▶ [SET EXERCISE]: The required output is the exact sequence of lines from the line holding "of the sneaker" to the end of the records, inclusive.

* START *

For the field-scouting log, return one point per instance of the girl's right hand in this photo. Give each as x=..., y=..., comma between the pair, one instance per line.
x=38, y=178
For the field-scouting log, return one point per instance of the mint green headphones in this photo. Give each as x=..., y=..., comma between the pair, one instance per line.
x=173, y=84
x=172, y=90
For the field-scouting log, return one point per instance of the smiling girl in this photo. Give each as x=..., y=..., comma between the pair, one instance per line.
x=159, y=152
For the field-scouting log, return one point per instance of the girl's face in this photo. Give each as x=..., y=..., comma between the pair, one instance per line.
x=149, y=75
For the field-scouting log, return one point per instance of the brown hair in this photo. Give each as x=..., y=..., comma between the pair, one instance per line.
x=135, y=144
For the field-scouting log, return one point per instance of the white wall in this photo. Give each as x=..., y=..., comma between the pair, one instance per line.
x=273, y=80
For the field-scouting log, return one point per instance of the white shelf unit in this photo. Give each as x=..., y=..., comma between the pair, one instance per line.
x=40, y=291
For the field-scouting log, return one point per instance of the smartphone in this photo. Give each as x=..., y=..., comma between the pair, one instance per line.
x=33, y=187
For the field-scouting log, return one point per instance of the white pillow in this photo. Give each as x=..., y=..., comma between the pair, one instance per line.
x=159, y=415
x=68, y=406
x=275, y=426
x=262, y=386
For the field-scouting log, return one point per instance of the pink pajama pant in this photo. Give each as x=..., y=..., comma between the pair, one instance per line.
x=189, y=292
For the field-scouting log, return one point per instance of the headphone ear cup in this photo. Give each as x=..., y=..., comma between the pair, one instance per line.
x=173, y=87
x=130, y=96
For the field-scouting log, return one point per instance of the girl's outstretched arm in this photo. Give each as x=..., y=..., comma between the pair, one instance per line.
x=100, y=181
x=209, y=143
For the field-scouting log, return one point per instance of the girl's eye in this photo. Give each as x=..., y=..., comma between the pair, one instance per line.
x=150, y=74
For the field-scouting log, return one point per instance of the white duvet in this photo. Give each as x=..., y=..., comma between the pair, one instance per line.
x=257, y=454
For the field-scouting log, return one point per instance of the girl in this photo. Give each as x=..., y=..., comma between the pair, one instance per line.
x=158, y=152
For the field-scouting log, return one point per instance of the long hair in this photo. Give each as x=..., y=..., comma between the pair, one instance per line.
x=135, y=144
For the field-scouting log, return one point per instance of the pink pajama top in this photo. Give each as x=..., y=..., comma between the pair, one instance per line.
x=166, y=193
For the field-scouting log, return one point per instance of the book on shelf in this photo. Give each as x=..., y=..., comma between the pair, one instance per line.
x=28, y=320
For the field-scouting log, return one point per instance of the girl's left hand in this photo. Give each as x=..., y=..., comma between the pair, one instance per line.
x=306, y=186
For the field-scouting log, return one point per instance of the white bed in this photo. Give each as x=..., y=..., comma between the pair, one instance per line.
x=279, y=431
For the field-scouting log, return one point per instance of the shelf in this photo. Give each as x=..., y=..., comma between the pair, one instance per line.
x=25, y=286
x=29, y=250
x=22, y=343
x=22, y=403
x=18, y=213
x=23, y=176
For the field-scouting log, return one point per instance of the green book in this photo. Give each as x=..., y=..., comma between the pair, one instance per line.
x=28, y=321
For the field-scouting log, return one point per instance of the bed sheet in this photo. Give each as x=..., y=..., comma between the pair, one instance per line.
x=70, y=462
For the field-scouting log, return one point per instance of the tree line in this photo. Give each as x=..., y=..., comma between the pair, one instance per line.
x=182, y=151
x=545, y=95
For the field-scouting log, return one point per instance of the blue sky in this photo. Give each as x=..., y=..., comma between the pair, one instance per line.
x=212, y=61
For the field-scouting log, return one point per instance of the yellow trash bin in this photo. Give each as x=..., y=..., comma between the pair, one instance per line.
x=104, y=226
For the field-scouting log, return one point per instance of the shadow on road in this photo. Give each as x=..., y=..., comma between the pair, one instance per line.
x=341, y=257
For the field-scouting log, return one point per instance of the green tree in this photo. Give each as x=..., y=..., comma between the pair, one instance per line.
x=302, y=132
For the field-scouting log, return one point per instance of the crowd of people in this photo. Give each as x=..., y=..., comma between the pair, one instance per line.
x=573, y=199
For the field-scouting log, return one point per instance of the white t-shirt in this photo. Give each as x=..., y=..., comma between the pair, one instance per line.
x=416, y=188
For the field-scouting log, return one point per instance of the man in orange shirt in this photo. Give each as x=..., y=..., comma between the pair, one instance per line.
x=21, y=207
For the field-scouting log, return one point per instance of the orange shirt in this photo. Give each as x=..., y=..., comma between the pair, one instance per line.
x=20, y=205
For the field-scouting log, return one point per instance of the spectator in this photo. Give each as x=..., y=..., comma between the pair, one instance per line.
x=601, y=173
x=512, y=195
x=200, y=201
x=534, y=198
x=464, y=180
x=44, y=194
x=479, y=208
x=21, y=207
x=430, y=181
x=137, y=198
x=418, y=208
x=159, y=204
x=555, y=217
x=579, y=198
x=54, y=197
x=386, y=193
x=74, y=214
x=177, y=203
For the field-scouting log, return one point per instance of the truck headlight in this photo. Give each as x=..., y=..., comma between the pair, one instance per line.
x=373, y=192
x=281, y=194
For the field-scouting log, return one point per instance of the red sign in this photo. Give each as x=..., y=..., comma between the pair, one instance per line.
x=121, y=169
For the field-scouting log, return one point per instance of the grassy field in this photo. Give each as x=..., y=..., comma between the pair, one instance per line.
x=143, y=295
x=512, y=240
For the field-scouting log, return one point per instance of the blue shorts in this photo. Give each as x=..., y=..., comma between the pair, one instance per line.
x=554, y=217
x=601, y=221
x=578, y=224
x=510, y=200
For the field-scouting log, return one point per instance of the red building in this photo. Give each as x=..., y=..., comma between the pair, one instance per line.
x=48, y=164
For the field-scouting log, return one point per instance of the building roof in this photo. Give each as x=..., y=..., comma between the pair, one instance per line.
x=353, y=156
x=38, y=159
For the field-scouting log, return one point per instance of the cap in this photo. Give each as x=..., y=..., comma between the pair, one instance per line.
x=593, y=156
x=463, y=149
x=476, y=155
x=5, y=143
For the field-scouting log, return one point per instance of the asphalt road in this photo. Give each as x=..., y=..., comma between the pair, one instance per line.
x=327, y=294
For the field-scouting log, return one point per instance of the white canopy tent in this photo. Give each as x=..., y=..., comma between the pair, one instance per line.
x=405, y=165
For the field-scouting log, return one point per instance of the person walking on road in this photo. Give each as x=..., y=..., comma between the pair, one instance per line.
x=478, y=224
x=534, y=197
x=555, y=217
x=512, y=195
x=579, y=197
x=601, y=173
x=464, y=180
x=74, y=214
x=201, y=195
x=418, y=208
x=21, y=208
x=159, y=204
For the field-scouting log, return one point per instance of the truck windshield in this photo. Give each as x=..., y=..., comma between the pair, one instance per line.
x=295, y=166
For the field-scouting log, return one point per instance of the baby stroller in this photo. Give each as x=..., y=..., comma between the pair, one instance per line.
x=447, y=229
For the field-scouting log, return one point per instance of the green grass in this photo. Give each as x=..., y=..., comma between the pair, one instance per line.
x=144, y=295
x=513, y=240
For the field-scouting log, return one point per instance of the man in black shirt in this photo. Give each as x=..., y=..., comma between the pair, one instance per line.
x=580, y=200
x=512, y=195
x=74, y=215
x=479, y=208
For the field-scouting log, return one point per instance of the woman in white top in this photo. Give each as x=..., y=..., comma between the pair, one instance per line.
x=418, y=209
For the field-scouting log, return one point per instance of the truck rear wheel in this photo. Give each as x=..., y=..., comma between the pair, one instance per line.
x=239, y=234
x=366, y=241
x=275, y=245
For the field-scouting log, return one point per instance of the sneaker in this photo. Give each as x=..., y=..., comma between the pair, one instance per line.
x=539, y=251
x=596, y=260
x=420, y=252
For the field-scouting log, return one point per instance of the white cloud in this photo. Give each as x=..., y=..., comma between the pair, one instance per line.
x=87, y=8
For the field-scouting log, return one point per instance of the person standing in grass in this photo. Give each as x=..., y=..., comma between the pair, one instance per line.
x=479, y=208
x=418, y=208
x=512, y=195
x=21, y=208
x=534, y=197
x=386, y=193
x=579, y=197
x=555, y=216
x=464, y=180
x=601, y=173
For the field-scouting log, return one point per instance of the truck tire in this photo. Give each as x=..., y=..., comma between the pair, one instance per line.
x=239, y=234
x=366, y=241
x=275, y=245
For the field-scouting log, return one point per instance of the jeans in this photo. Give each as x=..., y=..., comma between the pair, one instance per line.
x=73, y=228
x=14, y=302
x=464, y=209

* END *

▶ [THE RESULT]:
For the field-scouting log, return one point per instance of the sneaker in this photo. Give each as x=..., y=..., comma between the pair, one instance per line.
x=539, y=251
x=596, y=260
x=420, y=252
For the field-scouting log, return one point per instance of the white cloud in this photo. Give each as x=..., y=..., comma between the pair, one instance per line.
x=87, y=8
For the field-scouting log, return one point per instance of the person standing in grass in this photo. Give each as x=..., y=..., comma between the pair, one instance per line.
x=479, y=208
x=418, y=208
x=512, y=195
x=21, y=208
x=534, y=197
x=386, y=193
x=579, y=197
x=555, y=216
x=464, y=180
x=601, y=173
For the field-scouting log, return one point per instance of the truck tire in this photo. Give each as x=..., y=..., comma between the pair, one instance per line.
x=239, y=234
x=366, y=241
x=275, y=245
For the field-scouting log, return one point per instance of the jeans in this photo. Give each as x=..., y=..., comma between the pair, one instance per line.
x=73, y=228
x=14, y=302
x=464, y=209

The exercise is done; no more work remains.